Data for this exercise:
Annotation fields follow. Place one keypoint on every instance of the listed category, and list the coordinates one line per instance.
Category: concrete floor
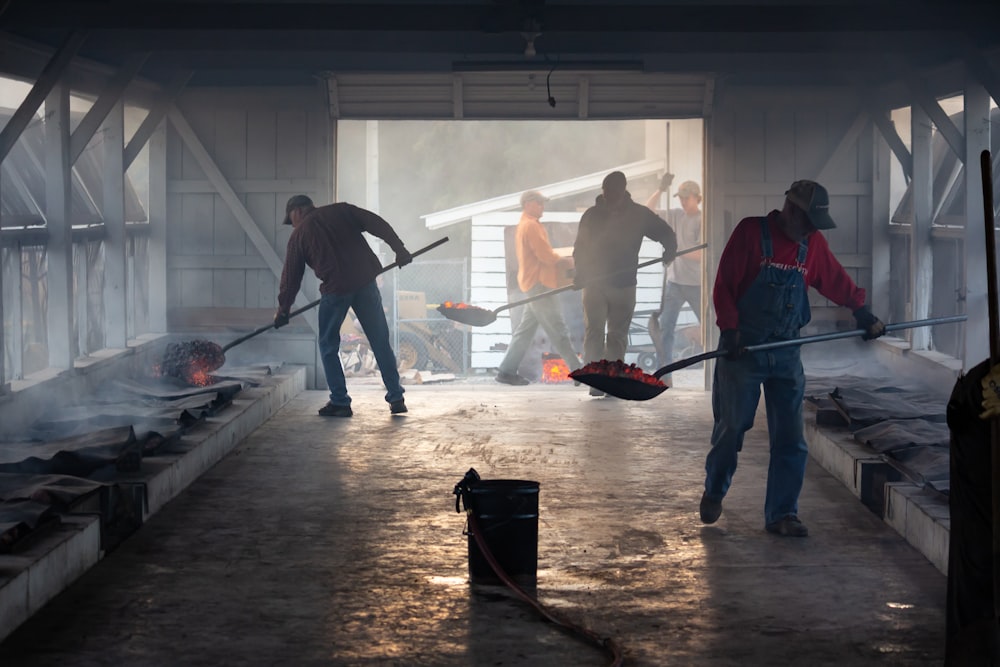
(336, 542)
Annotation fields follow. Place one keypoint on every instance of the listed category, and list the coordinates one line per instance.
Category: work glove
(403, 257)
(991, 394)
(729, 341)
(873, 326)
(669, 252)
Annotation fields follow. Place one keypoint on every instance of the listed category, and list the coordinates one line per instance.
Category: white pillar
(62, 345)
(977, 139)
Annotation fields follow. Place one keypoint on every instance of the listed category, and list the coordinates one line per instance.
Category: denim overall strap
(776, 305)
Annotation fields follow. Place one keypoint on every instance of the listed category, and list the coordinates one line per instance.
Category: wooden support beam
(921, 249)
(115, 264)
(881, 244)
(155, 115)
(880, 117)
(230, 198)
(977, 136)
(952, 135)
(111, 94)
(62, 344)
(156, 247)
(46, 81)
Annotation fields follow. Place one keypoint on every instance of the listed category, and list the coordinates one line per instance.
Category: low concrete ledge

Prompt:
Shift every keypoint coordinate in the items above by adding 72 to each number, and write out all of their lines again in full. Leave the pictures out.

Finished exercise:
Annotation fields follow. Place one keypoint on every instance of the listed category, and list the coordinates one line per instance.
Category: concrete floor
(408, 614)
Annotation fields follow. Place one keypoint on every instance of the listed category, and list the coordinates one line per instance.
Category: work glove
(475, 329)
(1063, 466)
(801, 413)
(945, 398)
(741, 324)
Annotation fields follow. Place one keypoint on every instance of the listed category, and list the coordinates one line per instance.
Category: white pillar
(134, 417)
(1049, 211)
Annotation fields follow. Place one keypoint on every instance of the listed category, and list the coordinates one line per instance.
Category: denim overall strap
(848, 377)
Annotation fields follow. Place one keypoint on every instance of the listed category, and list the coordinates one line per instance.
Category: wooden support beam
(993, 321)
(187, 336)
(953, 316)
(227, 187)
(952, 189)
(302, 270)
(1049, 208)
(1024, 207)
(183, 166)
(134, 416)
(228, 319)
(118, 153)
Annotation fields follow. Place one keypoint on every instance of the listed category, and list the coordinates one line per instance.
Category: low concrete ledge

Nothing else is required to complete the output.